*CHALLENGE*:
Write every line of the records below as one JSON list of strings, one string per line, and leave out the blank lines.
=== GIVEN RECORDS ===
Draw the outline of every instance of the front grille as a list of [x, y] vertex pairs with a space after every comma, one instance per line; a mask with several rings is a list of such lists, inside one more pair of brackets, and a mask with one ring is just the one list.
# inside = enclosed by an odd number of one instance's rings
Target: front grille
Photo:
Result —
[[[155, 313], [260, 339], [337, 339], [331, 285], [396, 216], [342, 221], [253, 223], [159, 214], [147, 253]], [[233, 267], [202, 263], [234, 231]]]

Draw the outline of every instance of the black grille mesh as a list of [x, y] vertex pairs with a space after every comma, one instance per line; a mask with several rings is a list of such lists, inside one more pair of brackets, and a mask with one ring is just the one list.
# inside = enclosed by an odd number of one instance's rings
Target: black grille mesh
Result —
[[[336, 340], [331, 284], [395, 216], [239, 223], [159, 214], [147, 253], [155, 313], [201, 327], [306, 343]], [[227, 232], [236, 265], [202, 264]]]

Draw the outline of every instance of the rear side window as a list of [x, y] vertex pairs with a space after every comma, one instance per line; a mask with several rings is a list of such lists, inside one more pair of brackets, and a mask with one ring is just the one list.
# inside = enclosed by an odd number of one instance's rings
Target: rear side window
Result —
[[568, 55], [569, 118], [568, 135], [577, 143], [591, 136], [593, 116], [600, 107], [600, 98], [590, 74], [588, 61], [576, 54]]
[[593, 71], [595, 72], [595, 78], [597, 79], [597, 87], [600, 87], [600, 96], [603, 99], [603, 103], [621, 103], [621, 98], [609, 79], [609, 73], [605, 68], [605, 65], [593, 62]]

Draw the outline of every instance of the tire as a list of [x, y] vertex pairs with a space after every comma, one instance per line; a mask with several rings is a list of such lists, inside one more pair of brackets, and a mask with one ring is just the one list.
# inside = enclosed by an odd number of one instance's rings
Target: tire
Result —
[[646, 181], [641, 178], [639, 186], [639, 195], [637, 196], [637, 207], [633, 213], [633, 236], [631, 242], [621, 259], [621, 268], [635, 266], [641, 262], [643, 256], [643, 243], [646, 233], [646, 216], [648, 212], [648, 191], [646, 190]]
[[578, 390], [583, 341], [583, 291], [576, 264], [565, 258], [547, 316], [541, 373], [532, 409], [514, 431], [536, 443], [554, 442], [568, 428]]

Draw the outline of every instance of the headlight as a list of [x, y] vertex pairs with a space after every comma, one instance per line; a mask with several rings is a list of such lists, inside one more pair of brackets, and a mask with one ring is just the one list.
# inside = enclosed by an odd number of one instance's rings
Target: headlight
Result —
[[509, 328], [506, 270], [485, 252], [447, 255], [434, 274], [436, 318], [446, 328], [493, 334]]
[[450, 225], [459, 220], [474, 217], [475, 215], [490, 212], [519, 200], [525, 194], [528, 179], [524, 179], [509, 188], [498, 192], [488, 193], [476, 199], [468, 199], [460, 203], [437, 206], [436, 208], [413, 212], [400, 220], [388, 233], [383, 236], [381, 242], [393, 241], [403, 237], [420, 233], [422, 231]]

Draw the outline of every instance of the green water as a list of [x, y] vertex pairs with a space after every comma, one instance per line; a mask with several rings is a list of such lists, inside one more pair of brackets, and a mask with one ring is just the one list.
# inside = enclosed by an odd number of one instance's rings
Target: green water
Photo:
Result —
===
*ANSWER IN FULL*:
[
  "Draw the outline of every instance of the front grille as a list of [x, y] vertex pairs with a space after every comma, one instance per line; a mask with several rings is a list of such lists, inside one more pair of brackets, and a mask with one ring is just the one list.",
  "# inside = enclosed by an odd number of one instance's rings",
  "Target: front grille",
  "Photo:",
  "Result —",
  "[[[155, 313], [260, 339], [337, 339], [331, 285], [396, 216], [342, 221], [253, 223], [159, 214], [147, 253]], [[233, 267], [202, 263], [234, 231]]]",
  "Draw the outline of every instance of the black grille mesh as a list of [x, y] vertex pairs with a space after every comma, one instance per line; a mask with several rings is a list of such lists, inside one more pair of brackets, and a mask with one ring is just the one list.",
  "# inside = enclosed by an odd number of one instance's rings",
  "Target: black grille mesh",
  "Result —",
  "[[[336, 340], [331, 284], [395, 216], [239, 223], [159, 214], [147, 253], [155, 313], [201, 327], [306, 343]], [[227, 232], [236, 265], [202, 264]]]",
  "Draw the outline of every instance of the rear side window as a list of [x, y] vertex pairs with a space after every comma, one instance per line; a mask with several rings is a list of such lists, inside one more pair of brackets, and a mask with one ring is just the one list.",
  "# inside = enclosed by an odd number of one instance's rings",
  "Target: rear side window",
  "Result —",
  "[[568, 55], [569, 118], [568, 135], [577, 143], [591, 136], [593, 116], [600, 107], [600, 98], [590, 74], [588, 61], [576, 54]]",
  "[[593, 71], [595, 72], [595, 78], [597, 79], [597, 87], [600, 87], [600, 96], [603, 99], [603, 103], [621, 103], [621, 98], [609, 79], [609, 73], [605, 68], [605, 65], [593, 62]]",
  "Draw the outline of every instance of the tire as a list of [x, y] vertex pairs with a space after every comma, one instance per line; a mask with several rings is a list of such lists, inside one more pair of brackets, and a mask with one ring is just the one list.",
  "# inside = enclosed by an odd number of one instance's rings",
  "Target: tire",
  "Result —",
  "[[646, 181], [641, 178], [639, 186], [639, 195], [637, 196], [637, 207], [633, 213], [633, 236], [631, 242], [621, 259], [621, 268], [635, 266], [641, 262], [643, 256], [643, 243], [646, 233], [646, 216], [648, 212], [648, 191], [646, 190]]",
  "[[578, 390], [583, 341], [583, 291], [576, 264], [565, 258], [547, 316], [541, 373], [532, 409], [514, 431], [536, 443], [554, 442], [568, 428]]",
  "Draw the outline of every instance of the headlight as a list of [x, y] vertex pairs with a space after every comma, one instance per line; a mask with several rings is a list of such lists, inside one more pair of brackets, and a mask with one ring is just the one list.",
  "# inside = enclosed by an odd number of one instance's rings",
  "Target: headlight",
  "Result —",
  "[[509, 328], [506, 270], [485, 252], [447, 255], [434, 274], [436, 318], [446, 328], [493, 334]]",
  "[[450, 225], [459, 220], [474, 217], [475, 215], [490, 212], [519, 200], [525, 194], [528, 179], [524, 179], [509, 188], [498, 192], [488, 193], [476, 199], [468, 199], [460, 203], [437, 206], [436, 208], [413, 212], [400, 220], [388, 233], [383, 236], [381, 242], [393, 241], [403, 237], [420, 233], [422, 231]]",
  "Draw the outline of every instance of the green water as a list of [x, y] vertex pairs with a space after every comma, one instance per line; a mask with several rings is a list of such lists, inside one more pair of brackets, and a mask with one ring is just the one list.",
  "# inside = enclosed by an odd number of one instance's rings",
  "Target: green water",
  "Photo:",
  "Result —"
]